Tarefa 1: De acordo com o texto sobre Tom Stoppard, em que ano ele recebeu seu primeiro Tony?
Tarefa 2: Prossiga o texto sobre Tom Stoppard a partir da última frase apresentada.

Tom Stoppard faleceu: A vida do gênio de ‘Shakespeare’
Morre Tom Stoppard, Gênio do Teatro e Cinema
O renomado dramaturgo e roteirista Tom Stoppard, quatro vezes vencedor do Tony, faleceu aos 88 anos. A notícia, compartilhada por seus representantes, confirmou que ele morreu pacificamente em sua casa em Dorset, rodeado pela família. Stoppard é celebrado por obras como “Rosencrantz and Guildenstern Are Dead”, “Travesties”, “The Real Thing” e “The Coast of Utopia”, além de ter ganhado um Oscar pelo roteiro de “Shakespeare in Love”.
Legado de Críticas e Controvérsias
Nascido na antiga Tchecoslováquia, Stoppard fugiu para a Inglaterra durante a Segunda Guerra Mundial. Sua obra é famosa por seu jogo de palavras sofisticado e pela exploração de temas complexos como traição, política e identidade. O termo “Stoppardiano” foi criado para descrever suas produções que mesclam humor e profundidade filosófica.
Ele ganhou destaque na cena teatral britânica em 1966 com “Rosencrantz and Guildenstern Are Dead”, que apresenta a perspectiva de dois personagens secundários de “Hamlet”. Apesar de seu estilo leve e cômico, Stoppard enfrentou críticas que questionavam a profundidade emocional de suas obras. O crítico Dennis Kennedy, por exemplo, chegou a caracterizar seus trabalhos iniciais como “peças de showmanship inteligente, carecendo de compromisso social”.
Evolução e Reconhecimento
Foi somente em produções como “The Real Thing” (1982) e “Arcadia” (1993) que ele começou a explorar emoções mais profundas, equilibrando-as com sua habilidade linguística de forma notável. “Rosencrantz and Guildenstern Are Dead” recebeu críticas mistas no Festival Fringe de Edimburgo, mas se tornou um sucesso no National Theatre e na Broadway, garantindo seu primeiro Tony em 1968.

Dados extraídos:
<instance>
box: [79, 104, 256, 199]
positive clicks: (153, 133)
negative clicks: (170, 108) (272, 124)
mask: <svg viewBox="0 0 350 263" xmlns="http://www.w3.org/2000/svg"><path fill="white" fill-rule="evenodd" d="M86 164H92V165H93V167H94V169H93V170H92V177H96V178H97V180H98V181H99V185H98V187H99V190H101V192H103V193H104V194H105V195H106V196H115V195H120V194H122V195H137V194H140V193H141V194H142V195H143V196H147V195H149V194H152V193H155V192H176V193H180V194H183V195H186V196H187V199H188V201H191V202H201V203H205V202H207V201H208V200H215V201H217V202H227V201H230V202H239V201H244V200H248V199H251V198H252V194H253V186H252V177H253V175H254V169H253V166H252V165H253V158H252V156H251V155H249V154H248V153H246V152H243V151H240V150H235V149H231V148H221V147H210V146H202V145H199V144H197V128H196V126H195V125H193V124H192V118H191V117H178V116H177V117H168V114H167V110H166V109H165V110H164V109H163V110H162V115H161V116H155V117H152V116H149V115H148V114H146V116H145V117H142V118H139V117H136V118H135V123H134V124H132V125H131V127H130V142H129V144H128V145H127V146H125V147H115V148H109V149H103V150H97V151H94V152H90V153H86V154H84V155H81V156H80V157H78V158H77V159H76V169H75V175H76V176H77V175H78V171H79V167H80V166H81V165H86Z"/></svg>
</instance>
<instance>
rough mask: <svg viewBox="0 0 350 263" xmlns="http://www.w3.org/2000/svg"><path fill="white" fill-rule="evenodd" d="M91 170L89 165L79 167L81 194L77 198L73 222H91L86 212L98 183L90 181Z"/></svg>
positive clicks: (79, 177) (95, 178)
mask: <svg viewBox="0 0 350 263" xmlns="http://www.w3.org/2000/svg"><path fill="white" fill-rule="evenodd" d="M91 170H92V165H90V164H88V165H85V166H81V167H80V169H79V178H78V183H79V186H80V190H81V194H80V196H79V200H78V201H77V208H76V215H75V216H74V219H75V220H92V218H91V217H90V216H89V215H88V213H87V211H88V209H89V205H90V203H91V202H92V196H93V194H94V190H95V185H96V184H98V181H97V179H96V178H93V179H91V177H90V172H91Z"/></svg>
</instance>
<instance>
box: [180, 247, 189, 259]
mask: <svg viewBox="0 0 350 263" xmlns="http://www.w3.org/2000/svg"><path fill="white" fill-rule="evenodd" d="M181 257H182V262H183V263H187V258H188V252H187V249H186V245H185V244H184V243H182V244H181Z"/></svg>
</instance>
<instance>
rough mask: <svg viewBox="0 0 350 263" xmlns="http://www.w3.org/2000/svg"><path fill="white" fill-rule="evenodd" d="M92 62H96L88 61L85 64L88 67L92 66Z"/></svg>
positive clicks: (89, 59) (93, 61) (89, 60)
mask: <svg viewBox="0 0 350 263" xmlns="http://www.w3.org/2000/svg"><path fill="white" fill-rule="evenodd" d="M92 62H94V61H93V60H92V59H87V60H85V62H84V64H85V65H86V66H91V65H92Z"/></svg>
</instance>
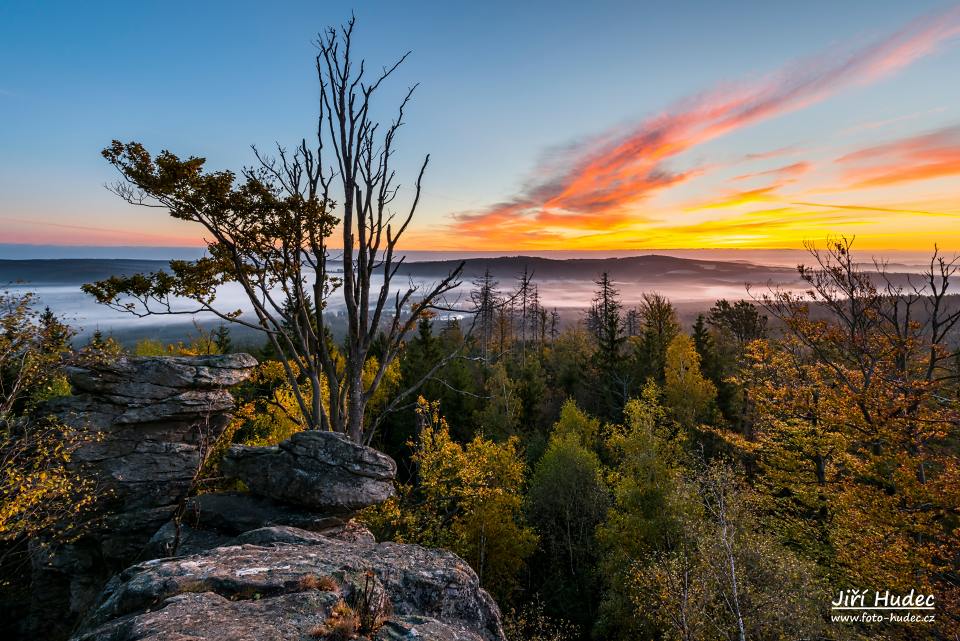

Resposta 1: Em 1968.

Resposta 2:
Nos anos 1970, Stoppard continuou a fazer sucesso com “Jumpers” (1972) e “Travesties” (1974). As peças abordavam questões filosóficas e políticas de forma sagaz, conquistando o respeito da crítica e do público. Seu trabalho em “Every Good Boy Deserves Favour” (1977) e “Night and Day” (1978) refletiu sua preocupação com temas mais alinhados à realidade social.
Filmes e Adaptações
No cinema, Stoppard colaborou em roteiros aclamados, incluindo o indicado ao Oscar “Brazil” (1985) e a adaptação de “Empire of the Sun” (1987). Suas adaptações incluem clássicos como “Anna Karenina” (2012) e “Parade’s End”, uma minissérie de sucesso para a HBO.
Stoppard também trabalhou como “script doctor” em Hollywood, contribuindo para filmes como “Indiana Jones and the Last Crusade” e “Star Wars: Episode III – Revenge of the Sith”.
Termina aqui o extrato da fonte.